> [Stated goal] Please count the lines in the records below that contain the string "rear", and reply with that number alone.

> [Data in this exercise]
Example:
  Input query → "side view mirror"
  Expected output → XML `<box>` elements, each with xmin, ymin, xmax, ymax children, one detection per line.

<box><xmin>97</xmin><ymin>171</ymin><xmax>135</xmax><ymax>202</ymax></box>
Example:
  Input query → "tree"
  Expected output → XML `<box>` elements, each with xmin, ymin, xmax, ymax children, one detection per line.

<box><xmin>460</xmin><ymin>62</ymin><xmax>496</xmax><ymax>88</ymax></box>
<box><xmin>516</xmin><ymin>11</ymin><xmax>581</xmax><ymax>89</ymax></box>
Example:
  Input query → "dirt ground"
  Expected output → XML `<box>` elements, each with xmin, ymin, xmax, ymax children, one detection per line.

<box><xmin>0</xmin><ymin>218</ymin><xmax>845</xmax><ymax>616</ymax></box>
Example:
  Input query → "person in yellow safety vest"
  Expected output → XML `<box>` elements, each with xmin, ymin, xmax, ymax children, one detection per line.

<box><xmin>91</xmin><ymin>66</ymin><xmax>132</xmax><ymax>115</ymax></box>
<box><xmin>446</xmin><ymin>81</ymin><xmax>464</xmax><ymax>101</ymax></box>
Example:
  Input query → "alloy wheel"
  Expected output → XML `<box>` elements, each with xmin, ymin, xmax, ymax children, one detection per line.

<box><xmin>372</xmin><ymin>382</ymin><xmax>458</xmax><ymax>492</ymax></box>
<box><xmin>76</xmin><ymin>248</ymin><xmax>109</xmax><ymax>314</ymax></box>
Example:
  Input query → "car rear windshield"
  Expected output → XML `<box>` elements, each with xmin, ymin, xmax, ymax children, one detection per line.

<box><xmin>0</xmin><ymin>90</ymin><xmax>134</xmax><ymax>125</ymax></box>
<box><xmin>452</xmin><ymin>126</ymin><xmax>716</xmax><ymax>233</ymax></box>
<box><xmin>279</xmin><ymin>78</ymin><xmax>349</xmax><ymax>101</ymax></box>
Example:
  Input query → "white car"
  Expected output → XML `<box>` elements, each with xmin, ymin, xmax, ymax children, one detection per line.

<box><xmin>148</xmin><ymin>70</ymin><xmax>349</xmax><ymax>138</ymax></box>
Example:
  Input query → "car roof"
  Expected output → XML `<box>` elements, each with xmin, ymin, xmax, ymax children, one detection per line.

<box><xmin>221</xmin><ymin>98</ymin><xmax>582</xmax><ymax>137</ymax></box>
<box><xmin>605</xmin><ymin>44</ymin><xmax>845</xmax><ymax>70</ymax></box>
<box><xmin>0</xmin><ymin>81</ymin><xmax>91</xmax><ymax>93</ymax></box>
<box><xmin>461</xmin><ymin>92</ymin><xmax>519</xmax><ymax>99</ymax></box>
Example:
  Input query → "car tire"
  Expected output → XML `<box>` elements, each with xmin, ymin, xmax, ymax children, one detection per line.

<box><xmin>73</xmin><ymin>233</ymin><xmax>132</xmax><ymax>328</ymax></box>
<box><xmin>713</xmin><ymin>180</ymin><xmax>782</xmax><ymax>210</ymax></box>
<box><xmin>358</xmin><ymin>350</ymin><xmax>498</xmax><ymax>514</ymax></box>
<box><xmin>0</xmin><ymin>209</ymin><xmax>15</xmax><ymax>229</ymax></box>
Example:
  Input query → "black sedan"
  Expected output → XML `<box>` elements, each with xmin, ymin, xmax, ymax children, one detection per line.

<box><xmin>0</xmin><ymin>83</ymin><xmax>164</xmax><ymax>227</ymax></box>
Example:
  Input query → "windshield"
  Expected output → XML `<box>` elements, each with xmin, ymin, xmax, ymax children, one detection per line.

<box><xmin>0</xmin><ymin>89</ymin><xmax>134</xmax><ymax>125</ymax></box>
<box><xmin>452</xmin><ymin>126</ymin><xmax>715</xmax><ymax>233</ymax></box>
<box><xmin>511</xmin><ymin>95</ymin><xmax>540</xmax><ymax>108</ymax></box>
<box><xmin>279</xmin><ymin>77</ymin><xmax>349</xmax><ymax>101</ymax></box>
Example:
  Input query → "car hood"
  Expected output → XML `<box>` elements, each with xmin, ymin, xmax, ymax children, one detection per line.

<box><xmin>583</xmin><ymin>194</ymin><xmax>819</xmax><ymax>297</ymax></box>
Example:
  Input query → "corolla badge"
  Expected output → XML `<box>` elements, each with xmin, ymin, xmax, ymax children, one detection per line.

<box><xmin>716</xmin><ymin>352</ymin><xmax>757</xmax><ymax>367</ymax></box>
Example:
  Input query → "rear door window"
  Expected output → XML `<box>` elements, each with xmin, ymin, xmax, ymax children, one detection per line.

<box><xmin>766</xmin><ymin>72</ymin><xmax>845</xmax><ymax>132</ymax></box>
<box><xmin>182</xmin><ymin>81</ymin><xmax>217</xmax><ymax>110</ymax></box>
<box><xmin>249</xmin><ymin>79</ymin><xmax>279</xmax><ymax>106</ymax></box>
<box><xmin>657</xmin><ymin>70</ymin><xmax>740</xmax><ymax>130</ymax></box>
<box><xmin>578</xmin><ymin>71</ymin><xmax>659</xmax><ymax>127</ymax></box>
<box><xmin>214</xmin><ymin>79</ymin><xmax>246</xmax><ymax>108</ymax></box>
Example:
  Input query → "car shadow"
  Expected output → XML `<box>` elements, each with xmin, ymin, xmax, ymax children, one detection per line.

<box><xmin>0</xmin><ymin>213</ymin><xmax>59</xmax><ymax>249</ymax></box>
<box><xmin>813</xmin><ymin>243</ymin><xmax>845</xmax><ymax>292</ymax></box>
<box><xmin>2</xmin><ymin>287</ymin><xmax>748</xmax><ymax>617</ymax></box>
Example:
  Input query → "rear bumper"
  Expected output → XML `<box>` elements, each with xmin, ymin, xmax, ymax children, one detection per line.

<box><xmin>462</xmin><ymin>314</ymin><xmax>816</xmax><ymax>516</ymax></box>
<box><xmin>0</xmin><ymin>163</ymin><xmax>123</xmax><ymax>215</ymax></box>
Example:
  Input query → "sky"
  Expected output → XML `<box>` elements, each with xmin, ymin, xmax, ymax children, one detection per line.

> [Solution to this problem] 3